# DATA TO PROCESS
"""

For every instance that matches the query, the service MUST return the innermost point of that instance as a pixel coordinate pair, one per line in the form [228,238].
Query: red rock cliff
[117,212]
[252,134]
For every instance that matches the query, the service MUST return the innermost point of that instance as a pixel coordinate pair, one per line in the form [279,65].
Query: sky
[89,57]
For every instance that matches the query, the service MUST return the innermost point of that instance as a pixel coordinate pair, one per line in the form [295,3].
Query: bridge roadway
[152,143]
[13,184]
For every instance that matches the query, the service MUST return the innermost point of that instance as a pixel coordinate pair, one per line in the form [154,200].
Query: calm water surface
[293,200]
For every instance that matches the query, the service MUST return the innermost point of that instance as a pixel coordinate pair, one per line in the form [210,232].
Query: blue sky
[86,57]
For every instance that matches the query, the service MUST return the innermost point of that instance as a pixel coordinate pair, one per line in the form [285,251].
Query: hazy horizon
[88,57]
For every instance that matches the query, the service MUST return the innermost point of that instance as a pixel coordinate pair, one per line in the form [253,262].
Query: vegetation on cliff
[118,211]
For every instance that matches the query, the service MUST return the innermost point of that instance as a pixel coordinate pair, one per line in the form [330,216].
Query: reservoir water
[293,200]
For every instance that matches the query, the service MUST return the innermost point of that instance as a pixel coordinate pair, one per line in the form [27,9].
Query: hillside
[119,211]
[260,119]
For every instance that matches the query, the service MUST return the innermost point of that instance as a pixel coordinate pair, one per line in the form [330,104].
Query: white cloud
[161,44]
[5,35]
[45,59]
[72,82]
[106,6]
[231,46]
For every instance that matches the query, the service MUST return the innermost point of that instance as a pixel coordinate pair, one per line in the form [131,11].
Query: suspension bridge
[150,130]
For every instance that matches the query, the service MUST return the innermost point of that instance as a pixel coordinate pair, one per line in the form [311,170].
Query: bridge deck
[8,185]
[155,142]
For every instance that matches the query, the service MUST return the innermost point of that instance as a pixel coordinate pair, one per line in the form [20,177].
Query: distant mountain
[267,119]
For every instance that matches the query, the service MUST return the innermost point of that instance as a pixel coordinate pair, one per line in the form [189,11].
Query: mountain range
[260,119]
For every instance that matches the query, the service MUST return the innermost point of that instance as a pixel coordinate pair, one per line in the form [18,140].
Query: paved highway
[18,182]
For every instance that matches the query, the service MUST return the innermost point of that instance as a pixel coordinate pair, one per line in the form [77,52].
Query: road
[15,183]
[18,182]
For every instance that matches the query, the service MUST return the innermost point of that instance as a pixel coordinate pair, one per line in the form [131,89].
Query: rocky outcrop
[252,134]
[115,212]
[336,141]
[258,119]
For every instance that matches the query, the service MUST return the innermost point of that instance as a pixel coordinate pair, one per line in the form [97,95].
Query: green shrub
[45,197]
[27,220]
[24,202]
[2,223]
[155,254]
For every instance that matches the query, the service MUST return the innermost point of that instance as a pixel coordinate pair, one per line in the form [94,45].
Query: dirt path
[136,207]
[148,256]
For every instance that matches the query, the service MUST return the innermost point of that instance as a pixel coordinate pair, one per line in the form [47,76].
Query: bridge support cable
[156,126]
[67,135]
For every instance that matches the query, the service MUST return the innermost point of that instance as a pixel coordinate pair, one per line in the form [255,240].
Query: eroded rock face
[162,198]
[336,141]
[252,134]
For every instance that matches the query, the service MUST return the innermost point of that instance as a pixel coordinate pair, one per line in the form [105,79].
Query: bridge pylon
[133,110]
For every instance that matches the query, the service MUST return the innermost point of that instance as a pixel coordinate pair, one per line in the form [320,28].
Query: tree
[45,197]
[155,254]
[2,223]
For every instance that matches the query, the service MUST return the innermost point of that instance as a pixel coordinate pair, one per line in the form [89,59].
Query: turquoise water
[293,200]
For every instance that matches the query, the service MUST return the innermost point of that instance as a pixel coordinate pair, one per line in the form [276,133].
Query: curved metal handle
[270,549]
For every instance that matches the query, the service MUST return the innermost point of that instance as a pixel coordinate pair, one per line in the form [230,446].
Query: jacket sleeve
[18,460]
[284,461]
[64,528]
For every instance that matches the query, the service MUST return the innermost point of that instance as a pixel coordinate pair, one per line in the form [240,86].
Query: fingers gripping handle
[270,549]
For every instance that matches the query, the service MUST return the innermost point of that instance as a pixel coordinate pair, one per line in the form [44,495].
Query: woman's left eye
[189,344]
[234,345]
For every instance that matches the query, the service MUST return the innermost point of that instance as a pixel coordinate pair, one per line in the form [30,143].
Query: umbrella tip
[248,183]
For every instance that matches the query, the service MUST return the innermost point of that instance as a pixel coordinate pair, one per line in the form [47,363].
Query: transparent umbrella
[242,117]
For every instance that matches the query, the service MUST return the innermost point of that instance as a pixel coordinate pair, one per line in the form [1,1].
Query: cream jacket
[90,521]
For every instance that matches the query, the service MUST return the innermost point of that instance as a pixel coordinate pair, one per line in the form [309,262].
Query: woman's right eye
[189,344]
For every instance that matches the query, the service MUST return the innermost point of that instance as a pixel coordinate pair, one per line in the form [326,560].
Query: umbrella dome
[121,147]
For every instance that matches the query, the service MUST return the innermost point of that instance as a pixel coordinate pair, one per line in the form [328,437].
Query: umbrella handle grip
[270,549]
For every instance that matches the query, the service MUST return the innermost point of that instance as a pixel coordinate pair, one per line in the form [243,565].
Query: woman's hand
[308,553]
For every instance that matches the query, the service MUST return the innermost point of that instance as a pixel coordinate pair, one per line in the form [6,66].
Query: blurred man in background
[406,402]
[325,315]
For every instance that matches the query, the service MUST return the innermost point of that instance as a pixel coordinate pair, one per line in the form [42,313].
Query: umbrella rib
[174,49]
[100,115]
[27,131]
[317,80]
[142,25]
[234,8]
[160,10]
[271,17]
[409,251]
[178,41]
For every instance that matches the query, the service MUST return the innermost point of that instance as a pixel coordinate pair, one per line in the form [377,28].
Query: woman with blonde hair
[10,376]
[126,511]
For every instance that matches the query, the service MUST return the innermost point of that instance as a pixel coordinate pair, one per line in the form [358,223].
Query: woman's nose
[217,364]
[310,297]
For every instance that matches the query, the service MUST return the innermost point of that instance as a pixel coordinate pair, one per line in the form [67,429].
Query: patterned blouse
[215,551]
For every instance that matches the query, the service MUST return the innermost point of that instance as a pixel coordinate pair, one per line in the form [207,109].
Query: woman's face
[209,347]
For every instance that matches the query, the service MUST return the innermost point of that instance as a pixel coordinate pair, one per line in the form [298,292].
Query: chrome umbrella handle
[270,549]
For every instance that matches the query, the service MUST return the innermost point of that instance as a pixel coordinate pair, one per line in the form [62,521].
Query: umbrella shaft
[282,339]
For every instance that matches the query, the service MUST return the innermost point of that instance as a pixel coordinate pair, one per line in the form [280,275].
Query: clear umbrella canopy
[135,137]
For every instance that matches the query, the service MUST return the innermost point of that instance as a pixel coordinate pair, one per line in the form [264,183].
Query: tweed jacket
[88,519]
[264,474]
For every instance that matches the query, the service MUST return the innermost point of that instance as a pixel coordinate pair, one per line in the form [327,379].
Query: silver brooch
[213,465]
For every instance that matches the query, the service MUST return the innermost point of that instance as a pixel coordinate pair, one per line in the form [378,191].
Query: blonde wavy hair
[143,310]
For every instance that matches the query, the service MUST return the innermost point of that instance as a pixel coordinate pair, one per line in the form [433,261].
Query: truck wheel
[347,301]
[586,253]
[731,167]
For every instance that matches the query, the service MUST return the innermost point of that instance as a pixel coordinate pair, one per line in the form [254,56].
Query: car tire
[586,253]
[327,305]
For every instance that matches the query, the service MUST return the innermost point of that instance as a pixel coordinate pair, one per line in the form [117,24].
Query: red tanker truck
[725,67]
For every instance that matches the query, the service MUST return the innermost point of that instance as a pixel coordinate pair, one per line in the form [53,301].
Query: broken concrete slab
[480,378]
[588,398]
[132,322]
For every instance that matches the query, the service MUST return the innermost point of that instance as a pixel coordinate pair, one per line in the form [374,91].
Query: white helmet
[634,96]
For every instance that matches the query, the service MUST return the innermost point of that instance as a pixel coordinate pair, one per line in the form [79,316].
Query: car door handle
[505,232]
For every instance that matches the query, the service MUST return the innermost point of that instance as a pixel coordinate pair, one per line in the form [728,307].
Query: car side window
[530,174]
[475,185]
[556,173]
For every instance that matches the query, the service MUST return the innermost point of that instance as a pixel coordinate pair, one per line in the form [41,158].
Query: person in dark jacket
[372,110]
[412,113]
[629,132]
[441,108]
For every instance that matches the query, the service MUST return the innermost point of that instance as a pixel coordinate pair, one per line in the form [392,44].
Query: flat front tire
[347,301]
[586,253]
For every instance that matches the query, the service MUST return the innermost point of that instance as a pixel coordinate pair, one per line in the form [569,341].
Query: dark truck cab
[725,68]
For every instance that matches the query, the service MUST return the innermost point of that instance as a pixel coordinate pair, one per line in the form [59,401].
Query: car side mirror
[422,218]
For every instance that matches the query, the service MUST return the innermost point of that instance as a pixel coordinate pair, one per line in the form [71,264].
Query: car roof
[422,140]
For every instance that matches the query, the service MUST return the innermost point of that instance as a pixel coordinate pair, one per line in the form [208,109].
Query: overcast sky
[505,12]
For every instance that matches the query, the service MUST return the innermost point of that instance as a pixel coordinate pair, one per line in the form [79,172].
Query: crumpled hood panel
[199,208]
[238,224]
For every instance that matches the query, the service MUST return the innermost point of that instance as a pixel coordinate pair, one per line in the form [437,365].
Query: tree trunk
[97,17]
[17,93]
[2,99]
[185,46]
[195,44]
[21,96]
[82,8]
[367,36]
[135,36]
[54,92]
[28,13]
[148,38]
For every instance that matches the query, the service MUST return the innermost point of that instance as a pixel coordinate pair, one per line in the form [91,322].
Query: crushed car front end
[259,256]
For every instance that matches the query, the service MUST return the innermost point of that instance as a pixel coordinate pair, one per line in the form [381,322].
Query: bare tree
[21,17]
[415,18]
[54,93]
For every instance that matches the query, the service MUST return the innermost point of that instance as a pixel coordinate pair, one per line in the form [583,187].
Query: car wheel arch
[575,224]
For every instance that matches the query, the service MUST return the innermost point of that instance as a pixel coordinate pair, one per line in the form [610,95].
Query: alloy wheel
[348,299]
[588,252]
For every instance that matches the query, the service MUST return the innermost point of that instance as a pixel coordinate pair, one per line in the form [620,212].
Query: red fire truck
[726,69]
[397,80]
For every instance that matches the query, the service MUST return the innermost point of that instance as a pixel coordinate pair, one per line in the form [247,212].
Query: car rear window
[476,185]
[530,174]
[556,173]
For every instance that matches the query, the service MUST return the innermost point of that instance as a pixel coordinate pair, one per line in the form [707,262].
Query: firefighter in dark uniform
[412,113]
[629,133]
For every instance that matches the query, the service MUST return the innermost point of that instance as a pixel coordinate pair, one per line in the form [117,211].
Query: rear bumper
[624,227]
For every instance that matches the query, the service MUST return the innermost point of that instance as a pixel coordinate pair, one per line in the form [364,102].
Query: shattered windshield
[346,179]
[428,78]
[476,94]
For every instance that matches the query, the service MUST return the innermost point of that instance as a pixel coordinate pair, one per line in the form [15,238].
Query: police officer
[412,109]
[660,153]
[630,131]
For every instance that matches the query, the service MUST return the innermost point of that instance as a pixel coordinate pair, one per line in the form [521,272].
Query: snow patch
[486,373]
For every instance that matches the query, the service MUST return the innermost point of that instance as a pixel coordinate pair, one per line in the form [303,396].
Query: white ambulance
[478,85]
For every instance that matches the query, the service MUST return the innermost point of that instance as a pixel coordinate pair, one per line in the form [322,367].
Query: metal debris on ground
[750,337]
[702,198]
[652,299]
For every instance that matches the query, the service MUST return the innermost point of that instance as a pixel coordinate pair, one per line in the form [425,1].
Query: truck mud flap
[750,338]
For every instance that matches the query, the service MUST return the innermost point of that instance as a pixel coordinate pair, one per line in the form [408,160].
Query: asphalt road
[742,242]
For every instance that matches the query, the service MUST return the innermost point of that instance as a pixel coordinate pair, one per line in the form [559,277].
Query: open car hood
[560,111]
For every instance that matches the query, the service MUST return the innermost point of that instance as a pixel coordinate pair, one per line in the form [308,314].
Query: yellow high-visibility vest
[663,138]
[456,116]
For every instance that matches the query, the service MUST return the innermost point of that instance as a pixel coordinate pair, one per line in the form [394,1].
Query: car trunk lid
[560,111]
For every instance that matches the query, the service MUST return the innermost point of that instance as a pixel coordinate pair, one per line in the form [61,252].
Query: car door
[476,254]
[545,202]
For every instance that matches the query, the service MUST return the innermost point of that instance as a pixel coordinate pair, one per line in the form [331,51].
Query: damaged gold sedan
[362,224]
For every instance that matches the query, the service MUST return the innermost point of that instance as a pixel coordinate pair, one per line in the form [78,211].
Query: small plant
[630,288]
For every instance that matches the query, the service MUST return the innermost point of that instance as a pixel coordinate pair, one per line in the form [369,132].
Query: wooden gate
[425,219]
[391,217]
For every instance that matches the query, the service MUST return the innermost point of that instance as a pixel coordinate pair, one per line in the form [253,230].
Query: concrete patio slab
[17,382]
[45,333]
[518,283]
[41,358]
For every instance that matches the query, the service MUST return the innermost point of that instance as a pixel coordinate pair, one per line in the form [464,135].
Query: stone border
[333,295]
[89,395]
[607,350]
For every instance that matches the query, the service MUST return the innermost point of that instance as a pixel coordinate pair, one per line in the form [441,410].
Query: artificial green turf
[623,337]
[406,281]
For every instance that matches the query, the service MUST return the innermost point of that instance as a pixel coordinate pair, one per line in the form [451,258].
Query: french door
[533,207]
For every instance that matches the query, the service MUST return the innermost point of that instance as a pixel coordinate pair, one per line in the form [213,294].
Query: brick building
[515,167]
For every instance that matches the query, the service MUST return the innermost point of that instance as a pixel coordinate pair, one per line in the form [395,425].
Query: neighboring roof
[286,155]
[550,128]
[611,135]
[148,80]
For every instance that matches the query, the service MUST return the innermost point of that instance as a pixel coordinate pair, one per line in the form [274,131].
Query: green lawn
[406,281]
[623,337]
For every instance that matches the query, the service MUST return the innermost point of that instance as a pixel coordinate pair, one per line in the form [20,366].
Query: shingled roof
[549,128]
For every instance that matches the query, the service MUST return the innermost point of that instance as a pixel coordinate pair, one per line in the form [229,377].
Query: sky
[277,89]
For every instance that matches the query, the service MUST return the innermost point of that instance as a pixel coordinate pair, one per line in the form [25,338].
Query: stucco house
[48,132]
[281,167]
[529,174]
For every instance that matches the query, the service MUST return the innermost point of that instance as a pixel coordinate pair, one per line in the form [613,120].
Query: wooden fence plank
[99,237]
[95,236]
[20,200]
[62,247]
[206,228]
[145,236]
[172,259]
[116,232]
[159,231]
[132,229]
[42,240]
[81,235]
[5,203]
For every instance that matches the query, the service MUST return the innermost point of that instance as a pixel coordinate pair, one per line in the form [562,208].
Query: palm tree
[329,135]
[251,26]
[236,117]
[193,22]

"""

# EXERCISE INSTRUCTIONS
Beginning with the line containing "Query: neighboring roof", repeat each line of the listing above, exactly, through the last one, and stop there.

# WRITTEN ANSWER
Query: neighboring roof
[286,155]
[550,128]
[611,135]
[148,80]
For every instance that matches the query, the service MUST return the innermost point of that instance as a pixel coordinate pair, one per line in the form [274,131].
Query: green lawn
[406,281]
[623,337]
For every instance that matches the query, the service MUST return the innermost point of that instance as a pixel coordinate pair, one per line in the form [20,366].
Query: shingled roof
[549,128]
For every instance that matches the query, the service MUST return the innermost point of that instance as a pixel coordinate pair, one per line in the form [229,377].
Query: sky
[277,89]
For every instance that matches the query, the service MUST return the innermost point of that instance as a pixel coordinate pair, one per line in the form [25,338].
Query: stucco house
[48,132]
[281,167]
[529,174]
For every instance that matches the query, the service MUST return the innermost point of that instance as a pixel coordinate pair, one per line in the form [613,120].
Query: wooden fence plank
[99,237]
[95,236]
[20,200]
[62,247]
[206,228]
[145,236]
[172,259]
[116,232]
[159,231]
[132,229]
[42,240]
[81,235]
[5,203]
For every instance that matches the query, the service MUST return the innermost point of that instance as a pixel coordinate pair, one per line in the form [562,208].
Query: palm tree
[329,135]
[251,26]
[236,117]
[193,22]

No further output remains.